» **REQUIRED TASK**
Reproduce word for word the lines of the records from the one that contains "Where can you spot the dense" through the end of the records, both included.

» **INFORMATION SUPPLIED**

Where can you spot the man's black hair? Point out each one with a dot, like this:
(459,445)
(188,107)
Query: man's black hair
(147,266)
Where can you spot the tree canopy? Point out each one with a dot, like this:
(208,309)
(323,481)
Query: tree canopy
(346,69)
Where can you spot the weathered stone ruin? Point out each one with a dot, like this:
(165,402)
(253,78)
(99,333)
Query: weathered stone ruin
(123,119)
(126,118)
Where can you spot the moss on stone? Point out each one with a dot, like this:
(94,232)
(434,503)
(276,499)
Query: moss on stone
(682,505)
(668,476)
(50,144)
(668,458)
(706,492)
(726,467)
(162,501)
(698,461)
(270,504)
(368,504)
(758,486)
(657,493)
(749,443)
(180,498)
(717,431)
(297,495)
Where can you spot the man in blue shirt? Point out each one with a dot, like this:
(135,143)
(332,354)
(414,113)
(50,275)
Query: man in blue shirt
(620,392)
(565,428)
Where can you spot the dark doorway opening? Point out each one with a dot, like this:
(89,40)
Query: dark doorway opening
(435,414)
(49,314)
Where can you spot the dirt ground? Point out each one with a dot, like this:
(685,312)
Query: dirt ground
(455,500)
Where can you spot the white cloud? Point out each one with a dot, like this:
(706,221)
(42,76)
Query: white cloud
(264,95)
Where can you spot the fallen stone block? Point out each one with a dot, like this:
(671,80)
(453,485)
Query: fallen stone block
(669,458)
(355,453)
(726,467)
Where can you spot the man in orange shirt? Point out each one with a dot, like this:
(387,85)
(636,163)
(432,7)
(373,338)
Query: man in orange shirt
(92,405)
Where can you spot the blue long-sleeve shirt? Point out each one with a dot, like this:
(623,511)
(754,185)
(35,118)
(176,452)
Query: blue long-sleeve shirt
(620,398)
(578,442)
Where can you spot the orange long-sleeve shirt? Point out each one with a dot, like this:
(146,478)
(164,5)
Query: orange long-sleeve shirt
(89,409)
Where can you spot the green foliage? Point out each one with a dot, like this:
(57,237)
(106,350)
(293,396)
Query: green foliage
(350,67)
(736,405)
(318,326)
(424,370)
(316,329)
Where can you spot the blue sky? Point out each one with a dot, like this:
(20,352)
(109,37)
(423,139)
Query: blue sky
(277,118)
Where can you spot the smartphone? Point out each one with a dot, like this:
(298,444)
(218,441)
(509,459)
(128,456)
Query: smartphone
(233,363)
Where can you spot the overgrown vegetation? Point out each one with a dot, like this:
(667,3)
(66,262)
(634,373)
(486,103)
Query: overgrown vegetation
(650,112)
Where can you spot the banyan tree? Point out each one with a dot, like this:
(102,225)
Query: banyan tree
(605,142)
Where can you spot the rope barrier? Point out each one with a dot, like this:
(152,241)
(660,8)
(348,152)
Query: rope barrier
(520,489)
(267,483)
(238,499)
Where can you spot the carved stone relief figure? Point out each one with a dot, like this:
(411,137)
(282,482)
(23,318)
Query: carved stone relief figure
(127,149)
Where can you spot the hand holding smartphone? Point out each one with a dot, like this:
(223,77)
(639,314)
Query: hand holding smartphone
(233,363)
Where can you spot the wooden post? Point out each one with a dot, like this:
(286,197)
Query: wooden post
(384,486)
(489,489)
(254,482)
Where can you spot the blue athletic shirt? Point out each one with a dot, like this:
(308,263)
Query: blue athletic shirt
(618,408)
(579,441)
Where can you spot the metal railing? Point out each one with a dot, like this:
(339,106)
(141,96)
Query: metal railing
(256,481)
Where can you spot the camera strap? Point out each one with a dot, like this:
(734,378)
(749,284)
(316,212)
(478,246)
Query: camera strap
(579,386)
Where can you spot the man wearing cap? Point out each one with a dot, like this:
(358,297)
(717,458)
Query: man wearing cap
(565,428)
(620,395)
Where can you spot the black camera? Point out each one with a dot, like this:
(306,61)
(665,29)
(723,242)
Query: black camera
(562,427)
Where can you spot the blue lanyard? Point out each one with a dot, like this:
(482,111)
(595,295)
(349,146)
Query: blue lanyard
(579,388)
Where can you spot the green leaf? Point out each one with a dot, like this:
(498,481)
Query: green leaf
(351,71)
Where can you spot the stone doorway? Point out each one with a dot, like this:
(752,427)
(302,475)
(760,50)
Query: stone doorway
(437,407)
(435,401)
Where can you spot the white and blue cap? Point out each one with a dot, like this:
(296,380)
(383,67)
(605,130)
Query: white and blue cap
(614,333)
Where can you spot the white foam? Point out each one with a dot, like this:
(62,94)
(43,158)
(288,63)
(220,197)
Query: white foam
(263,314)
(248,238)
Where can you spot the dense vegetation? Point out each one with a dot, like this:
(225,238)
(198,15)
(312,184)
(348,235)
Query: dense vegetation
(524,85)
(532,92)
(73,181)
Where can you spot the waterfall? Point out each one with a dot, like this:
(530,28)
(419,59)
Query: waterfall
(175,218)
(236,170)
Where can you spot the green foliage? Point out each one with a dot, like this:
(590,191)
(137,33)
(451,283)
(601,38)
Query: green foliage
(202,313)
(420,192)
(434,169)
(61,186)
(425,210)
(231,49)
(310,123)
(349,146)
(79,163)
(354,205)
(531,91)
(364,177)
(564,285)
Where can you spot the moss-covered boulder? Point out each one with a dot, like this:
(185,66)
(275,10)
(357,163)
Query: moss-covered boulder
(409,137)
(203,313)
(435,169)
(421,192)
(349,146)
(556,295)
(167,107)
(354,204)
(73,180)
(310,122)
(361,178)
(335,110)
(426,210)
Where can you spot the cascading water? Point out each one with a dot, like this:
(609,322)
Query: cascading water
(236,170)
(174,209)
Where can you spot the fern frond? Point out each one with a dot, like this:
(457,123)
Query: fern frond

» **ANSWER BELOW**
Where can you spot the dense vegetation? Point out each one with a dot, like this:
(225,238)
(198,15)
(312,184)
(348,235)
Query: dense vegetation
(524,85)
(532,92)
(73,181)
Where can you spot the waterfall? Point out each one with a dot, like this:
(530,28)
(419,59)
Query: waterfall
(175,218)
(236,170)
Where can you spot the green foliage? Point out each one with a dot, like this:
(590,191)
(137,33)
(451,283)
(601,38)
Query: green foliage
(202,313)
(420,192)
(434,169)
(61,186)
(425,210)
(231,49)
(310,123)
(349,146)
(79,163)
(354,205)
(531,91)
(364,177)
(564,285)
Where can you spot the moss-covered boulder? Point out each one with a dot, like this:
(185,66)
(275,10)
(357,163)
Query: moss-covered boulder
(409,137)
(203,313)
(435,169)
(421,192)
(349,146)
(556,295)
(167,107)
(354,204)
(73,180)
(310,122)
(361,178)
(335,110)
(426,210)
Where can you spot the cascading water? Point out each one with a dot, like this:
(609,322)
Query: cascading water
(236,170)
(174,209)
Where can you spot the fern frond? Point out each one with a dot, like this:
(457,123)
Query: fern frond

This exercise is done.